→ **What you are asked to do**
Carry on the write-up about reverse engineering the app's native signing function from the point where it stops.

→ **Source**
━━━━━━━━━━

I took the liberty of renaming some stuff for clarity. I also imported the jni_all.gdt Ghidra Data Types Archive to my project, so I could get the method names for JNIEnv*.

What does this method do?

To sum up: this native library takes the input string, concatenates it with another string chosen from a hardcoded list (xiaomi_magic_strings). Which string is chosen depends on the value of the the_long parameter. I have extracted the strings and their respective ids in Appendix I|. So now we must see what parameters are passed to the function. I chose to modify the app so that it would log the parameters, and the return value every time this sign function was called. Unfortunately modyfing the app causes it’s checksum to change, and the app checks it, so I had to change my approach. If you want to see how I modified it, feel free to read this collapsed section. nowmal

My failed attempt at modyfing the app

Due to the fact that the java files generated by jadx usually cannot be compiled back into a working app (jadx is unable to decompile some methods, the deobfuscation also renames a lot of stuff). Patching apps with small changes is usually done with apktool. To dissassemble the app I ran:

$ apktool d com.banyac.midrive.app.intl

Then I found the BanyacKeyUtils.smali file and added the following lines to print the arguments and the return value:

--- ../BanyacKeyUtil_original.smali     2021-12-04 21:42:57.221623886 +0100
+++ ./smali/com/banyac/key/BanyacKeyUtils.smali 2021-12-05 12:51:41.643678335 +0100
@@ -46,18 +46,39 @@
     invoke-virtual {v0}, Ljava/lang/StringBuilder;->toString()Ljava/lang/String;
 
     move-result-object p3
    
+    const-string v0, "THE LONG"
+    invoke-static {p1, p2}, Ljava/lang/Long;->toString(J)Ljava/lang/String;
+    move-result-object v4
+    invoke-static {v0, v4}, Landroid/util/Log;->d(Ljava/lang/String;Ljava/lang/String;)I
+    const-string v0, "THE STRING WITH THE OPTIONAL LONG"        
+    invoke-static {v0, p3}, Landroid/util/Log;->d(Ljava/lang/String;Ljava/lang/String;)I
+    
     invoke-direct {p0, p1, p2, p3}, Lcom/banyac/key/BanyacKeyUtils;->sign(JLjava/lang/String;)Ljava/lang/String;
 
     move-result-object p1
 
+    const-string v0, "THE RESULT"        
+    invoke-static {v0, p1}, Landroid/util/Log;->d(Ljava/lang/String;Ljava/lang/String;)I
+
     return-object p1
 
     .line 3
     :cond_0
+
+    const-string v0, "THE LONG"
+    invoke-static {p1, p2}, Ljava/lang/Long;->toString(J)Ljava/lang/String;
+    move-result-object v4
+    invoke-static {v0, v4}, Landroid/util/Log;->d(Ljava/lang/String;Ljava/lang/String;)I
+    const-string v0, "THE STRING"        
+    invoke-static {v0, p4}, Landroid/util/Log;->d(Ljava/lang/String;Ljava/lang/String;)I
+
     invoke-direct {p0, p1, p2, p4}, Lcom/banyac/key/BanyacKeyUtils;->sign(JLjava/lang/String;)Ljava/lang/String;
 
     move-result-object p1
 
+    const-string v0, "THE RESULT"

━━━━━━━━━━

→ **Given information**

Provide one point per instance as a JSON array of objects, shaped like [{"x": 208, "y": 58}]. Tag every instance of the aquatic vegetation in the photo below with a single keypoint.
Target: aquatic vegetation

━━━━━━━━━━

→ **Task answer**
+    invoke-static {v0, p1}, Landroid/util/Log;->d(Ljava/lang/String;Ljava/lang/String;)I
+
     return-object p1
 .end method

After saving the file, I assembled the apk back to one file and signed it using the jarsigner tool (it comes with any JDK installation or the Android SDK).


$ apktool b com.banyac.midrive.app.intl -o ./modified.apk

# run only once, this generates a keystore
$ keytool -genkey -v -keystore my-release-key.keystore -alias alias_name -keyalg RSA -keysize 2048 -validity 10000

$ jarsigner -verbose -sigalg SHA1withRSA -digestalg SHA1 -keystore my-release-key.keystore modified.apk alias_name

$ adb install modified.apk

Please note that If you want to install the modified app, you have to uninstall the original one first. Otheriwse Android will complain that the app has a diffrent signature.

Immediately after the installation, I ran the app and it logged the app started logging invocations of the sign function, even without connecting to the camera. It looks like they are using this function to hash user passwords client-side and authenticate the requests to their servers. This is an example invocation captured:

12-05 12:27:21.875  4147  4147 D THE LONG: 2001005
12-05 12:27:21.875  4147  4147 D THE STRING WITH THE OPTIONAL LONG: 2001005
12-05 12:27:21.875  4147  4147 D THE RESULT: b3ef3dccf9ba266864a67003d27b5bb5

With this I could confirm that the native livrary indeed is just concatenating two strings and hashing them with MD5. Here the string passed to the function is "2001005" which is ASCII equivalent of the long paramete, which equals to 2001005. The magic string connected with that value is 0c5269735ed4b129

$ echo -n 20010050c5269735ed4b129 | md5sum
b3ef3dccf9ba266864a67003d27b5bb5  -

Bingo! The hash matches. Now that I know how the signkey is generated, I cen proceed to gathering information used as an input to the sign function.

To my dismay it turns out the app checks if it’s code has been modified and doesn’t even allow you to log in if it detects tampering. I could probably patch the code that does that, but I decided that taking another approach is the way to go.

Hooking the app using xposed

Since my phone is rooted and I have EdXposed installed, I can try a diffrent approach to log the invocations of interesting functions. EdXposed is an implementation of the Xposed framework. It’s a framework that allows you to hook any function in an Android app and modify its behavior. I opened Android studio and quickly created an Exposed module. You can follow these resources to get started:

I have written the main module class in kotlin and it looks like this:

package dog.alu.banyackeyutilsexposedmodule

import de.robv.android.xposed.callbacks.XC_LoadPackage.LoadPackageParam
import de.robv.android.xposed.*
import de.robv.android.xposed.XposedHelpers.findAndHookMethod

class BanyacKeyUtilsHook : IXposedHookLoadPackage {
    @Throws(Throwable::class)
    override fun handleLoadPackage(lpparam: LoadPackageParam) {
        if (lpparam.packageName != "com.banyac.midrive.app.intl") {
            return
        }
        XposedBridge.log("DDD Loaded app: " + lpparam.packageName)
        val loggerHook = object : XC_MethodHook() {
            @Throws(Throwable::class)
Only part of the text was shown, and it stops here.